* BEGIN Document excerpt *

You wouldn’t be reading this blog.
Every time something tragic happens, the masses take to social media. The tweeters tweet, the bloggers blog, the tumblrs do…whatever it is that they do. The online world as we know it changes their profile photos to pictures of a victim, a cause, and a consensual feeling that we – society’s underdog – have to fight and make a change…until the next tragedy pops up and takes us away from the immediacy and hurt of our current tragedy. There’s a common complaint that Black folks – especially of the twitter generation – don’t do enough moving to inspire an actual change.
Generation X defines people who were born after Baby Boomers, from the mid-1960s to approximately 1980. After Gen-X came Generation Y, the generation that most people now say encompasses people at a cut-off age of 33 and ending, so far, at 13. However, there seems to be a blurred shift in social standards within Gen-Y; in fact, I would venture to say that there is a generational subset (the one that people are referring to with their complaints of “this generation”) that I often think of as Generationi or Generation-Why? I am of the opinion that early Gen-Y, (1980-1989) seem to be more a bridge between Gen-X and Gen-Why. They are tech-savvy, but the post-Gen-Xers had a difficult time gaining their own definition. These people encompass both the MTV generation and the internet generation. However, they are also the first social media activists. And Gen-Why seems to be a generation of people, especially Black Gen-Why, that we’ve all given up on.
I tend to withdraw from social networking and observe people’s behavior, like the eternal sociologist that I am. However, I am also on the ground daily, fighting many fights that will hopefully, one day, benefit the people. I’ve found it interesting that every time anything happens, twitter gets it first. Any time a celebrity has a child, or a major court case happens online, people check twitter before checking the news. I, myself, am guilty of it. We are now socialized to interpret information differently because of social media.

* END Document excerpt *

=== Your goal ===
Copy out the part of the blog post on social media and activism starting at "You wouldn’t be" and ending at "an actual change.", word for word.

* BEGIN Record list *

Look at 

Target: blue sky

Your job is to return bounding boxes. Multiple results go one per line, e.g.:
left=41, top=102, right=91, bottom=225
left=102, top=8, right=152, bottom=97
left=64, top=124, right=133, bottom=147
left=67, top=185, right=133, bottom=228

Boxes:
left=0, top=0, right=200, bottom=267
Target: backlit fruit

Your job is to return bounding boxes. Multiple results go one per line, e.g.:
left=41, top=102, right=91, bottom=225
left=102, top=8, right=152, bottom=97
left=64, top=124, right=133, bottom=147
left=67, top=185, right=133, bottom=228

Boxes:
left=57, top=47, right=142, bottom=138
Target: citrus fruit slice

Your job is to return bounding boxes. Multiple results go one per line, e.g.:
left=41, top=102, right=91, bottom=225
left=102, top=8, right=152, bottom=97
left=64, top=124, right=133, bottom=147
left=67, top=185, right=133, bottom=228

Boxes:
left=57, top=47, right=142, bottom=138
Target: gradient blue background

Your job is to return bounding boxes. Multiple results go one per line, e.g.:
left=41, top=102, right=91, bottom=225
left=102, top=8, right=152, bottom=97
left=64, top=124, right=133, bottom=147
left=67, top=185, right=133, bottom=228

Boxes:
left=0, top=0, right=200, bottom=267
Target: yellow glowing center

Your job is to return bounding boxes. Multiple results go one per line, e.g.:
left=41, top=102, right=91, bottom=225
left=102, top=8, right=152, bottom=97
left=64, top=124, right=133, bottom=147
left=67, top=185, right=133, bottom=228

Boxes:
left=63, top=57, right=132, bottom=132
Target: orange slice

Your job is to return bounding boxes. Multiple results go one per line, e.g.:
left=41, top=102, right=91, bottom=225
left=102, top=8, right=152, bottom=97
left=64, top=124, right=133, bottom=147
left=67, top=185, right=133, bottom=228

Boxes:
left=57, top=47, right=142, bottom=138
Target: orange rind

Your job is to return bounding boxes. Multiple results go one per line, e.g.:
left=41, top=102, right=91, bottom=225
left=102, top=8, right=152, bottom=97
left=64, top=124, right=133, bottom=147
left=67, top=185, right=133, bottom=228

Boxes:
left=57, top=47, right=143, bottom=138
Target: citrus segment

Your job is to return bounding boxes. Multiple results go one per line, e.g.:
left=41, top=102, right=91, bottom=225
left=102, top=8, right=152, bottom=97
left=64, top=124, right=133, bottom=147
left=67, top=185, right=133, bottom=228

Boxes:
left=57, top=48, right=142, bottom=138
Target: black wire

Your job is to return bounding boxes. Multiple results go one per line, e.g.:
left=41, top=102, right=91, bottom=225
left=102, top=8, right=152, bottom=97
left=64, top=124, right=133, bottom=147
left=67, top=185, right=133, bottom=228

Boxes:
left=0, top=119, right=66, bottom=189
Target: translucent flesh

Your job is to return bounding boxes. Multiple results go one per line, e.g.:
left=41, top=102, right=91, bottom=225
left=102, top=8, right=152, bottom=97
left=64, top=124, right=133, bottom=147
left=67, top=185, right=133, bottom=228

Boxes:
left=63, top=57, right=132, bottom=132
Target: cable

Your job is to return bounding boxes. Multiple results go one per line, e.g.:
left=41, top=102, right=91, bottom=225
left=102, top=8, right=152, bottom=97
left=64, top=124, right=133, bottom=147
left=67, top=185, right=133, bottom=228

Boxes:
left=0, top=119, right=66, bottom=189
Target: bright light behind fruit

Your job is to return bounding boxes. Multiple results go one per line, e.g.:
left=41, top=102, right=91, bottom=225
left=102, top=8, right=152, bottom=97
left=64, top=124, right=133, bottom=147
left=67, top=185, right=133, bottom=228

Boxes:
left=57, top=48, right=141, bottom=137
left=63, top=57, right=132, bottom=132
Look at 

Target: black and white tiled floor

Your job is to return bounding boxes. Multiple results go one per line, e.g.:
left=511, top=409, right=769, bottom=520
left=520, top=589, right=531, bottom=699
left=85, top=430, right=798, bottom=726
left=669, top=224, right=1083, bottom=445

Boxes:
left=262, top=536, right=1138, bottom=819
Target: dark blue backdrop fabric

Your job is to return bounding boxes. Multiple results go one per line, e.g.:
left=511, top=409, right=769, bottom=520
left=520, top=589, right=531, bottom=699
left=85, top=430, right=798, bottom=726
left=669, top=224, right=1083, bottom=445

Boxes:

* END Record list *

=== The result ===
You wouldn’t be reading this blog.
Every time something tragic happens, the masses take to social media. The tweeters tweet, the bloggers blog, the tumblrs do…whatever it is that they do. The online world as we know it changes their profile photos to pictures of a victim, a cause, and a consensual feeling that we – society’s underdog – have to fight and make a change…until the next tragedy pops up and takes us away from the immediacy and hurt of our current tragedy. There’s a common complaint that Black folks – especially of the twitter generation – don’t do enough moving to inspire an actual change.